Transcrivez à l'identique le passage de la critique de Hellboy qui va de « Quand il n'y » à « à désespérer parfois. ».

Article:
# # # # # # #
Quand il n'y a plus de place en enfer, les daubes reviennent sur terre ?

Alors, c'est ça, le film bouh-qu'il-est-nul qui a été unilatéralement décrété comme la nouvelle tête de turc par la critique tête-à-claques? Un film sur lequel des fatwas ont été lancées sur la base d'UNE seule bande annonce ? Et que certains écrivent même sans aucune honte qu'il faudrait qu'ils se tapent les comics maintenant qu'ils ont assisté à cette purge anticipée ?


...


C'est à désespérer parfois.


Car Hellboy ne mérite pas cette unanimité suspecte dans la dénonciation et le lynchage, qui a plus été le fruit de la colère provoquée par l'annulation du troisième épisode de la série de l'enfant chéri de la communauté cinéphile. Dans un retournement de veste assez savoureux, du reste.


Mais je m'égare.


Hellboy commence comme s'il avait la volonté de couper le cordon. En effet, il n'est sans doute pas innocent que le cornu débute son aventure dans la patrie du généreux Guillermo Del Toro, en reprenant au passage le premier récit de La Fiancée de l'Enfer : Hellboy au Mexique. Sans doute histoire de souffler à l'oreille du spectateur qu'il devra faire son deuil de son désir et d'apaiser sa colère. Car si une séquence au coeur du film fera clairement référence à l'imaginaire du mexicain, Hellboy sera immédiatement relocalisé en quasi intégralité en Angleterre, ainsi que dans l'univers très série B de Neil Marshall, artisan consciencieux et immédiatement sympathique.


Neil souffrira sans doute de la comparaison avec Guillermo, parfois à raison. Mais il ne faudrait pas perdre de vue que ses deux opus sont bien plus proches de son univers sensible et romantique, surtout Les Légions d'Or Maudites, ce qui fit grincer des dents Mike Mignola, le papa du démon.
# # # # # # #
Données:
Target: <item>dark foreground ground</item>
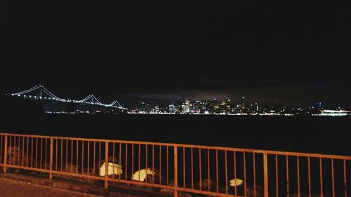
# # # # # # #
Résultat:
Quand il n'y a plus de place en enfer, les daubes reviennent sur terre ?

Alors, c'est ça, le film bouh-qu'il-est-nul qui a été unilatéralement décrété comme la nouvelle tête de turc par la critique tête-à-claques? Un film sur lequel des fatwas ont été lancées sur la base d'UNE seule bande annonce ? Et que certains écrivent même sans aucune honte qu'il faudrait qu'ils se tapent les comics maintenant qu'ils ont assisté à cette purge anticipée ?


...


C'est à désespérer parfois.